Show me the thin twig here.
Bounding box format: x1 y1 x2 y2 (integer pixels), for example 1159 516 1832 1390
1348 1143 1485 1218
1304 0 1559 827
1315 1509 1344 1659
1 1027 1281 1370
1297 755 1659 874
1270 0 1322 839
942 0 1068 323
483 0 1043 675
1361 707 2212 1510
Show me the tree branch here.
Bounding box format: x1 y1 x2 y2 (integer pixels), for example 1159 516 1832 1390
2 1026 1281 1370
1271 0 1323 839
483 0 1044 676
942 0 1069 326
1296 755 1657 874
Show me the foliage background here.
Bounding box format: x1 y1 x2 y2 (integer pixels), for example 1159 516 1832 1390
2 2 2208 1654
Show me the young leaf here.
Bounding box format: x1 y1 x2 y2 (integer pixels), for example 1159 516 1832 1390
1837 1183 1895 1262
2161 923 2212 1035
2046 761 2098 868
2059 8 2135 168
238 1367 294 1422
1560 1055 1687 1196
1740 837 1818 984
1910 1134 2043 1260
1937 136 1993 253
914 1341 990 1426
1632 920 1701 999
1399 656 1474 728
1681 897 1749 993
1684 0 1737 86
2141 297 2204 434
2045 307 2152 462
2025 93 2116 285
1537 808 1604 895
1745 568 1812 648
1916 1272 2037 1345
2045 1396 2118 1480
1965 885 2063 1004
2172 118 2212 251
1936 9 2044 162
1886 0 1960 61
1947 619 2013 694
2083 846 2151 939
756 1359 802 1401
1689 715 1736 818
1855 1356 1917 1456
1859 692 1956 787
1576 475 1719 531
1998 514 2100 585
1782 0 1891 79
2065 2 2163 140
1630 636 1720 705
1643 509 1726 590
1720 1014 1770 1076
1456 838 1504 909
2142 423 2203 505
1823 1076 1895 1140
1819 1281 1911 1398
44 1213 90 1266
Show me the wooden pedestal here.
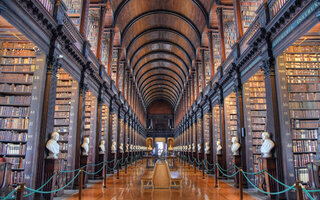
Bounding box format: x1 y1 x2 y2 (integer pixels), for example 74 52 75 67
107 153 115 174
94 154 104 179
43 159 59 200
233 155 241 187
217 154 226 179
206 153 214 174
262 157 277 200
80 155 88 188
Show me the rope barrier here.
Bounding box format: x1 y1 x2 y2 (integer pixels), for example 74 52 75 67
0 186 18 200
302 187 316 200
216 163 236 172
25 170 81 194
83 164 106 175
216 164 239 178
241 172 296 195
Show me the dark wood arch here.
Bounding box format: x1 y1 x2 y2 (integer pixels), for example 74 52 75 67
139 74 183 92
140 76 182 94
145 93 176 107
141 81 180 98
143 87 179 102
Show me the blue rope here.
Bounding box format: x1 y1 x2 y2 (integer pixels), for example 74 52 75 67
83 164 106 175
25 170 81 194
216 163 235 172
303 188 316 200
0 187 17 200
217 164 239 178
264 171 293 188
242 172 296 195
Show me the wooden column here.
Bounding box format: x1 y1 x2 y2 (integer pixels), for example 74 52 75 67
79 0 90 38
74 67 88 188
233 0 243 41
35 53 59 197
201 49 206 88
106 99 114 172
106 29 114 76
200 110 205 161
123 115 127 160
115 48 122 87
262 58 285 197
217 8 226 62
94 90 103 176
116 108 121 161
96 6 106 60
207 30 215 78
196 62 200 98
208 104 214 166
192 71 195 103
218 89 227 170
122 61 126 93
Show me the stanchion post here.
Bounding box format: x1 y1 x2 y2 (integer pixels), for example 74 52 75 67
79 169 83 200
295 181 304 200
215 164 219 188
189 158 191 169
103 164 107 188
202 160 205 179
117 161 120 179
16 183 24 200
239 168 243 200
194 160 196 174
125 159 128 174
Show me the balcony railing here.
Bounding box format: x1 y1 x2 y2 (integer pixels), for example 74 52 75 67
268 0 289 18
37 0 54 14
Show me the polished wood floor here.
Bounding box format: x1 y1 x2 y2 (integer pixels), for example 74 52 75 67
63 160 259 200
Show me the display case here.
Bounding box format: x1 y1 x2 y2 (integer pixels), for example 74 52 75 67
243 71 267 184
224 92 237 169
277 39 320 184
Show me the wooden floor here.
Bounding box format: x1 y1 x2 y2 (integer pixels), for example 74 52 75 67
63 161 259 200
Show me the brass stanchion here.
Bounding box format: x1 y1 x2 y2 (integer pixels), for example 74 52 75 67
16 183 24 200
117 161 120 179
194 161 196 174
79 169 83 200
295 181 304 200
239 168 243 200
103 164 107 188
125 160 128 174
215 164 219 188
202 160 205 179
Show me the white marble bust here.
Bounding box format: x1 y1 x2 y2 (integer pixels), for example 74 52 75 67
168 144 173 151
111 141 117 153
99 140 105 154
119 143 124 153
46 132 60 159
197 143 201 152
231 137 240 156
188 145 191 152
130 144 133 152
216 141 222 155
81 137 90 156
126 144 129 152
261 132 275 158
205 142 210 154
192 143 195 152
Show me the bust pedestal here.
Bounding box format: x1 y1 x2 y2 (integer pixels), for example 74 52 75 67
80 155 88 188
94 154 104 180
233 155 241 187
107 153 115 174
206 153 213 174
262 157 277 200
217 154 226 179
43 158 60 200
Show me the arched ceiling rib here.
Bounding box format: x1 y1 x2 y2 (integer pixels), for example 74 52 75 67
110 0 212 108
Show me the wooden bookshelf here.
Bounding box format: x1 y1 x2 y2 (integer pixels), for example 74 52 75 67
213 104 220 152
86 8 100 55
222 9 236 58
203 113 210 159
204 50 211 84
224 92 237 169
0 41 38 186
212 33 221 74
243 71 267 185
240 0 263 33
63 0 82 30
84 91 97 174
277 40 320 184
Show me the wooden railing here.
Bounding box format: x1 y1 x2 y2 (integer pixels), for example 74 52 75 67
268 0 289 18
37 0 54 14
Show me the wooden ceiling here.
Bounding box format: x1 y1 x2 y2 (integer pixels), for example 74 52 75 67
107 0 217 109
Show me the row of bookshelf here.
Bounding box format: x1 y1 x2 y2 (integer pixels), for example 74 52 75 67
0 118 29 129
0 143 26 155
0 65 35 72
292 129 318 139
0 131 27 142
6 157 25 169
0 84 32 93
0 57 35 65
293 153 315 167
0 96 30 105
0 49 36 57
291 119 319 128
0 106 30 117
292 140 317 152
1 42 34 49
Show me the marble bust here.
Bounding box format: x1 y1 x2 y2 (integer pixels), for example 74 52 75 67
46 132 60 159
231 137 240 156
192 143 195 152
148 144 153 151
119 143 124 153
111 141 117 153
130 144 133 152
81 137 90 156
126 144 129 152
168 144 173 151
205 142 210 154
197 143 201 152
216 141 222 155
99 140 105 154
188 145 191 152
261 132 275 158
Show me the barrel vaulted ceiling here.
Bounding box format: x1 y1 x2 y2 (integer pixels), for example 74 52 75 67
108 0 217 109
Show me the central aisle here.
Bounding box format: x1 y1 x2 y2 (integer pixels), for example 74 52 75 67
63 161 259 200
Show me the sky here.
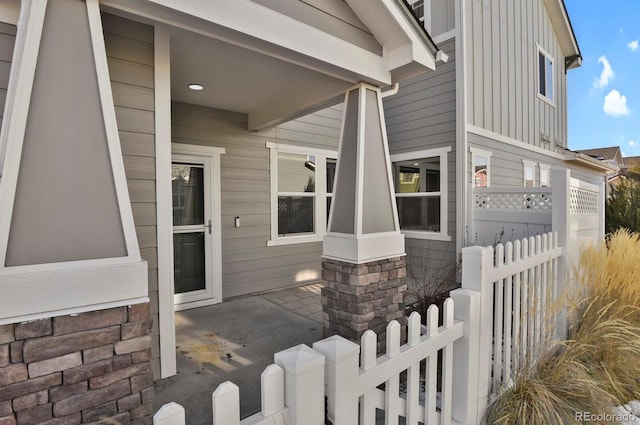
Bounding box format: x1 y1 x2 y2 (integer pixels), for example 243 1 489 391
564 0 640 156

• • •

Transcribe exactly the line that contains "Show me the barrel vaulted ceiling here." and each line after it through the end of the listing. Leave out the pictures.

[Output for this exercise]
Show me the barrel vaulted ceiling here.
Bounding box format: x1 y1 x2 y2 (integer pixels), for example 74 52 75 67
108 0 217 109
Show me the central aisle here.
Bounding box format: x1 y1 x2 y2 (integer pixels), for example 74 52 75 67
63 161 259 200
Show me the sky here.
Bounding box format: x1 y1 x2 y2 (integer pixels), for example 243 1 489 391
564 0 640 156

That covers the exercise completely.